*** Extract to read ***

Mozart: Piano Sonata No.5 in G major, K.283 Analysis


First Movement (Allegro)

Form: Sonata Form. G Major. 

Mozart Piano Sonata No.5 in G major, K.283 Analysis 1


Bars 1-16: First Subject in Tonic. The first subject is a theme of ten bars (4 + 6), extended to sixteen by repetition of the second phrase. It ends with a perfect cadence in the tonic.

Bars 16-22: Bridge-passage or transition. The transition forms an ascending sequence, the latter part of which is written on an amplified variation of the initial figure. It modulates through C major and G major to D major, the dominant.

Bars 23-53: Second Subject in D major (Dominant). The second subject divides into two sections (Bars 23-43 and 43-53). The first section commences with a four-bar phrase which is repeated varied (Bars 27-30). In the latter part of the section, however, the proportion of the sentence which is repeated is more unusual, for, after a full cadence in D major, Bars 37-38, we find five out of the previous seven bars given out a second time. In Bar 34 (repeated Bar 39) the inversion of the previous parts should be noted, as also the third and fifth chords which are the third inversion of the dominant minor ninth in A major and G major, respectively, through which keys the music momentarily passes. The second section (Bars 43-53) commences with the opening figure of the transition taken in the treble with imitation, at the fourth (eleventh) below, in the bass. Bars 45-46 are founded on the opening bars of the first section of the subject (compare with Bars 23-24); Bars 48-50 form a varied repetition of Bars 45-47. The section ends with a perfect cadence, twice repeated, over a short tonic pedal.

***

> Instruction A: Reproduce the passage of the Mozart sonata analysis starting with "Bars 1-16: First Subject" and going on through "major, the dominant.".
> Instruction B: Carry on the Mozart sonata analysis from the point where it stops.

*** Provided records ***

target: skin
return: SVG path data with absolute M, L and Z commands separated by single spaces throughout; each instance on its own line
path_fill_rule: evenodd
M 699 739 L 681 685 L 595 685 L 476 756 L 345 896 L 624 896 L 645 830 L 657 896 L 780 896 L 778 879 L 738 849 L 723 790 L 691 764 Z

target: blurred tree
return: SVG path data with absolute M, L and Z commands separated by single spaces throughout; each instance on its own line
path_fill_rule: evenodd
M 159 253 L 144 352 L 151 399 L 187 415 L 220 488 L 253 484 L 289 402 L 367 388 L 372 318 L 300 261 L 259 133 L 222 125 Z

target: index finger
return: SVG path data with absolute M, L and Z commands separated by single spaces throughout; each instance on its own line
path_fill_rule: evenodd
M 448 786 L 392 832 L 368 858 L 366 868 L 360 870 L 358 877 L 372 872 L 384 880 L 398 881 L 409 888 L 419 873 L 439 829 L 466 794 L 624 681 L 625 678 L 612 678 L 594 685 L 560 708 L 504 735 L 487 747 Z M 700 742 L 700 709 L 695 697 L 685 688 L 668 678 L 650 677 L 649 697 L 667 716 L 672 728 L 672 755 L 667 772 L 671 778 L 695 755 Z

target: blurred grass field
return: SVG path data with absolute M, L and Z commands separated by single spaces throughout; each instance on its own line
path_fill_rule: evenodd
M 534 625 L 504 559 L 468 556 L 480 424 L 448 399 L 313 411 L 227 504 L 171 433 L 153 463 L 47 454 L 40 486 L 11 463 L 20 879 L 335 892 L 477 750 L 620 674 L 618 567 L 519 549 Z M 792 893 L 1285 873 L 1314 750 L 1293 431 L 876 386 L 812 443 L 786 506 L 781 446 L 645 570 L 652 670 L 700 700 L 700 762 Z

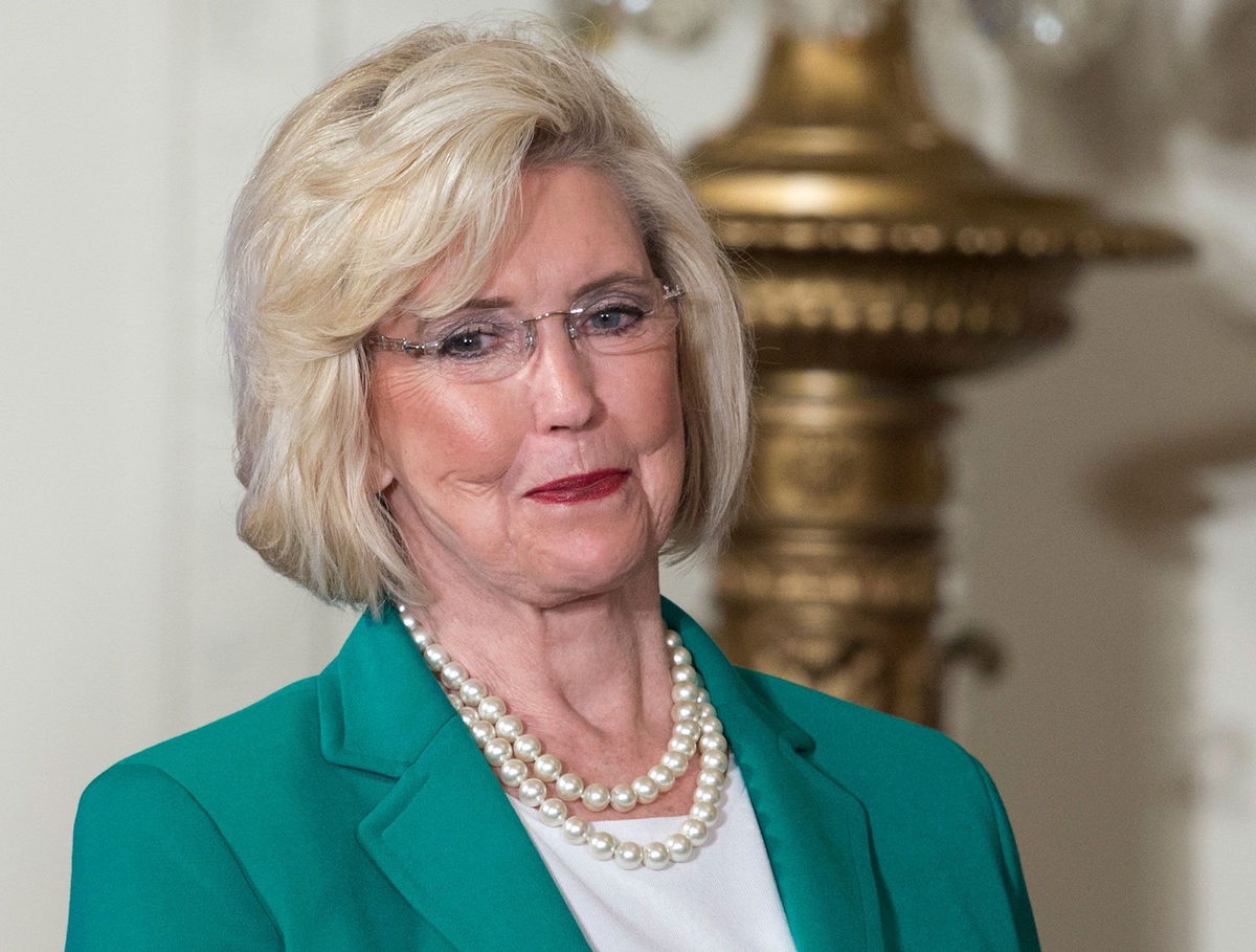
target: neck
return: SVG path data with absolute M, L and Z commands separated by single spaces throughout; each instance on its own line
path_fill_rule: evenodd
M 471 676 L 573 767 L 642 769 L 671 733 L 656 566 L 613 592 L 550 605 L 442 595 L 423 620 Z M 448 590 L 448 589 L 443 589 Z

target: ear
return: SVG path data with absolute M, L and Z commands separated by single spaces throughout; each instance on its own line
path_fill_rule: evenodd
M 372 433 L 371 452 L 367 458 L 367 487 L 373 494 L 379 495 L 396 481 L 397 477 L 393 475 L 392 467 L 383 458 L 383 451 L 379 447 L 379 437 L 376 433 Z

***

> Result A:
Bars 1-16: First Subject in Tonic. The first subject is a theme of ten bars (4 + 6), extended to sixteen by repetition of the second phrase. It ends with a perfect cadence in the tonic.

Bars 16-22: Bridge-passage or transition. The transition forms an ascending sequence, the latter part of which is written on an amplified variation of the initial figure. It modulates through C major and G major to D major, the dominant.

> Result B:
Double bar and repeat.


Bars 54-62: New Melody.

Bars 62-71: Passage modulating and leading to Recapitulation. The passage on D, Bars 62-68, over which a descending sequence is written, should be noted. It starts as the tonic in D major, but a modulation to G major (Bar 63) converts it into the dominant of the latter key. Characteristic figures on dominant harmony lead to the recapitulation of the first subject, Bar 71.


Bars 71-83: First Subject in Tonic (modified). The first subject reappears modified. After the first phrase has been heard in its original key it is immediately repeated in A minor (Bars 75-79), the first eight bars of the subject thus forming a modulating sequence. The after-phrase, in the key of C major, also differs from the original. Again, it should be noted that whilst, in the exposition, the second phrase alone is repeated, here the first phrase occurs twice and the second only once.

Bars 83-89: Bridge-passage (unaltered).

Bars 90-120: Second Subject (in Tonic). first (Bars 90-110) second (Bars 110-120)

Second Movement (Andante)

Form: Sonata Form. C Major. 

Mozart Piano Sonata No.5 in G major, K.283 Analysis 2


Bars 1-4: First Subject in Tonic. The first subject ends with a perfect cadence, Bar 4, and is in two-bar rhythm. The movement, however, is not really in 4/4 time, but in 2/4 time, consequently the first subject is virtually an eight-bar sentence containing two four-bar phrases.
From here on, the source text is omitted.